§ **Directions**
Pick out every line in the listing below that contains the string "tank", and copy each one. Case counts.

-=-=-=-=-

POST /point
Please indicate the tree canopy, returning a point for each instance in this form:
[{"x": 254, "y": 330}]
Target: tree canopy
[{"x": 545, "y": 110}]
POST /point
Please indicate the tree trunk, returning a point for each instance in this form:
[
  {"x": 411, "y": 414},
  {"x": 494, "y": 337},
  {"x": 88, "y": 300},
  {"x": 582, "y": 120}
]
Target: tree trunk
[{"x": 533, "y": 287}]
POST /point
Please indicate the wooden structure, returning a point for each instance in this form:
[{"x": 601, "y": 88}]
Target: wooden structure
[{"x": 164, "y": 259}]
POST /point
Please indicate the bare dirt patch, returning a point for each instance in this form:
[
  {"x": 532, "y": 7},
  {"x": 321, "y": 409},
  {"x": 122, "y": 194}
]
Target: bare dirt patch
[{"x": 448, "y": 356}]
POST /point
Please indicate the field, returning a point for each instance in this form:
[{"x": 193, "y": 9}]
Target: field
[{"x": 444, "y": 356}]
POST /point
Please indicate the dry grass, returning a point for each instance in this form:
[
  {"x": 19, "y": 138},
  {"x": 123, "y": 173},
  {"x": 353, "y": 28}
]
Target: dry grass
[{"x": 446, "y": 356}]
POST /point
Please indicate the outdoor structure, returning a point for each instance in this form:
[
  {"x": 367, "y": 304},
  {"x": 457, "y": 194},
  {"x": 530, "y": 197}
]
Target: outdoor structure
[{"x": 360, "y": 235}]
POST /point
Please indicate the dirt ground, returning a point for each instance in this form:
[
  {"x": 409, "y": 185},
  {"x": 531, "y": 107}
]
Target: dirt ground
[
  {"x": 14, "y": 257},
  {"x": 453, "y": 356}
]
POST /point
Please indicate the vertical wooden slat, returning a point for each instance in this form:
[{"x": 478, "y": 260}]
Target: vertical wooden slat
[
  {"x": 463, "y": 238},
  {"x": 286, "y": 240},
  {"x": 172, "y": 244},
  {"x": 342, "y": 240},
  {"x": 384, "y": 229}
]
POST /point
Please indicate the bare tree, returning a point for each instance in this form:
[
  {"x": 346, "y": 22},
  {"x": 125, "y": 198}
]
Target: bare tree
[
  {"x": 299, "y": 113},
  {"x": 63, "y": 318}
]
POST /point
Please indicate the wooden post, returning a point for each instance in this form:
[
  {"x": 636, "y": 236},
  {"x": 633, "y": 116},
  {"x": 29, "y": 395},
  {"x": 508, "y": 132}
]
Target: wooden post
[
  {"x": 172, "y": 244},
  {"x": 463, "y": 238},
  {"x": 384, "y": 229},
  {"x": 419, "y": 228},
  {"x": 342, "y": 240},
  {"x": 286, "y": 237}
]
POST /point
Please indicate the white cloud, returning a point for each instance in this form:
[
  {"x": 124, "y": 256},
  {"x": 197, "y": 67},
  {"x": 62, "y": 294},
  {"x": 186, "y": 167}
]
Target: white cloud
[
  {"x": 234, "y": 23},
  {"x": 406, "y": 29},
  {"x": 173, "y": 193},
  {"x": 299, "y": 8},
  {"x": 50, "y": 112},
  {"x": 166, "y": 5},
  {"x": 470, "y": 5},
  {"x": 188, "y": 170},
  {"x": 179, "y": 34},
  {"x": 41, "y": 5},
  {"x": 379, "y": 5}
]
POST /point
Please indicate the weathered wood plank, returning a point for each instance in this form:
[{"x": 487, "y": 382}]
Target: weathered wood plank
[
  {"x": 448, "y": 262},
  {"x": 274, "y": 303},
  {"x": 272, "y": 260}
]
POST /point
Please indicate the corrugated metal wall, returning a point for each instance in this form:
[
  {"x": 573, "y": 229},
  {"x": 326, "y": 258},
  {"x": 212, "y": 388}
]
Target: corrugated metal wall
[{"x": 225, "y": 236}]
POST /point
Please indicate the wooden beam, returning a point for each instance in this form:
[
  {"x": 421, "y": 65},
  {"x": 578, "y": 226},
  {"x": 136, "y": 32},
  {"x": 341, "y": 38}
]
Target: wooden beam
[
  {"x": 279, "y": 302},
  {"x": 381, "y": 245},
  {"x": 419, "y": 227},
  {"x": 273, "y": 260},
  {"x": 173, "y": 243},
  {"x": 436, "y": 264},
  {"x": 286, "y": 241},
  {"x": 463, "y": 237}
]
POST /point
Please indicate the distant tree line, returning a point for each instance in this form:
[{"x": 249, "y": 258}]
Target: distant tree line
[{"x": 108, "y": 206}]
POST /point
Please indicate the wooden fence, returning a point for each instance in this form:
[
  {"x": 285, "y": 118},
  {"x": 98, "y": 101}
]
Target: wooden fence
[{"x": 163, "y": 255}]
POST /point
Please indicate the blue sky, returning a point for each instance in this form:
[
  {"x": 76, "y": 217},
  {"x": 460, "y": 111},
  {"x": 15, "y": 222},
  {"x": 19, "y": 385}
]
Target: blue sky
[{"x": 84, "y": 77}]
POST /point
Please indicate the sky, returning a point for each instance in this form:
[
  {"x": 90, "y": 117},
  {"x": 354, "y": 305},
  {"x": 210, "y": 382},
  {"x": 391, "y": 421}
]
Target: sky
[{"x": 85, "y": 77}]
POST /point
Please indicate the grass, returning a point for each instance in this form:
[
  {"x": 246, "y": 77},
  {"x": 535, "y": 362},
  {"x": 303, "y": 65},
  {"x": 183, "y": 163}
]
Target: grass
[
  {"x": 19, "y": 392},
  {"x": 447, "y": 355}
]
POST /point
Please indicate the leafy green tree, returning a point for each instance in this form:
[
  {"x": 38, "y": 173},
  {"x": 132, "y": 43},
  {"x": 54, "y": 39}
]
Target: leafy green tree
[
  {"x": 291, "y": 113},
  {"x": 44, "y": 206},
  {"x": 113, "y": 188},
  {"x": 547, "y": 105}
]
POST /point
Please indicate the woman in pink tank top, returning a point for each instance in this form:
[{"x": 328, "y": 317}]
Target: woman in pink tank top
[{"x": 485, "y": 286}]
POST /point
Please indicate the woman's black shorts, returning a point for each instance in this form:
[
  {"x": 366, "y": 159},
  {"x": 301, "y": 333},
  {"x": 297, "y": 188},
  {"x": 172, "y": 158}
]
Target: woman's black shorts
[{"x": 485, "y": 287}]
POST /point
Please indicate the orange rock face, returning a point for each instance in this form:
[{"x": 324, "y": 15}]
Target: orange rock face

-=-=-=-=-

§ **Answer to this task**
Please indicate the woman in pink tank top, returning a point for each instance in this form:
Target: woman in pink tank top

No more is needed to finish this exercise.